* [Material provided]:
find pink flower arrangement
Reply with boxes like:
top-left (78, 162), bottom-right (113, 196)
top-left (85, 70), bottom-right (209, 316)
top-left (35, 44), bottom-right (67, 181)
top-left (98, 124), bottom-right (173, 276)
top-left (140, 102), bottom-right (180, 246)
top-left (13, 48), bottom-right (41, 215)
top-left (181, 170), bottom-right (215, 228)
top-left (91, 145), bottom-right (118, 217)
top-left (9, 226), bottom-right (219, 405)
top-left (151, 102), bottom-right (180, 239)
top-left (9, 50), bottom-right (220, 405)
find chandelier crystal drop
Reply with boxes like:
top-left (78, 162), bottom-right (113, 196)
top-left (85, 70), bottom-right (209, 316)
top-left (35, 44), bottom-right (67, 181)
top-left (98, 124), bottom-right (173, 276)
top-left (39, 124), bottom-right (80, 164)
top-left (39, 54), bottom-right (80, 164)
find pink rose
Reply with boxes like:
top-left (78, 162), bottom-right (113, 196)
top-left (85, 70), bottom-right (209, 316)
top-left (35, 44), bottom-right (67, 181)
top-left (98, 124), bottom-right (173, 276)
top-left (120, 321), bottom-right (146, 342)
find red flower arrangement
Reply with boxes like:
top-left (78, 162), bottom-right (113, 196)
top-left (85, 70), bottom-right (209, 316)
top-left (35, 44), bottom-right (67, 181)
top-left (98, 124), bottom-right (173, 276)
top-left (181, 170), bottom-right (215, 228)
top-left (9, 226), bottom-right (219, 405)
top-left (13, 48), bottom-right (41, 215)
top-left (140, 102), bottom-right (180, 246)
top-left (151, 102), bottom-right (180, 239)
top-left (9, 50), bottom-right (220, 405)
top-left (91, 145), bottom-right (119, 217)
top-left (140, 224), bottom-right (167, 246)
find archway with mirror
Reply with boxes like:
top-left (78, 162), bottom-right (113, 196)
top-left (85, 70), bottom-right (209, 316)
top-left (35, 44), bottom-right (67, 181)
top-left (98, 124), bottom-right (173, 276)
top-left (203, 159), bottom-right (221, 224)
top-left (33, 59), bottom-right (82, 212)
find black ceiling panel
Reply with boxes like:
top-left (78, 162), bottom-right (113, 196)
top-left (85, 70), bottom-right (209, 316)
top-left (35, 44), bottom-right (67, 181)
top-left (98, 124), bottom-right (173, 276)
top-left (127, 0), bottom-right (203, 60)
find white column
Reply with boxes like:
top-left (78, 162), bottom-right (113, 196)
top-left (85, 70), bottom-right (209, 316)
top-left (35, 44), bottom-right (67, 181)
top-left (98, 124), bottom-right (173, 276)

* [Work required]: Please copy out, word for word, the stretch of lines from the one containing "find white column" through the last line above, both ends included.

* [Task result]:
find white column
Reply with boxes like:
top-left (78, 162), bottom-right (113, 196)
top-left (85, 70), bottom-right (209, 316)
top-left (35, 44), bottom-right (67, 181)
top-left (98, 124), bottom-right (173, 276)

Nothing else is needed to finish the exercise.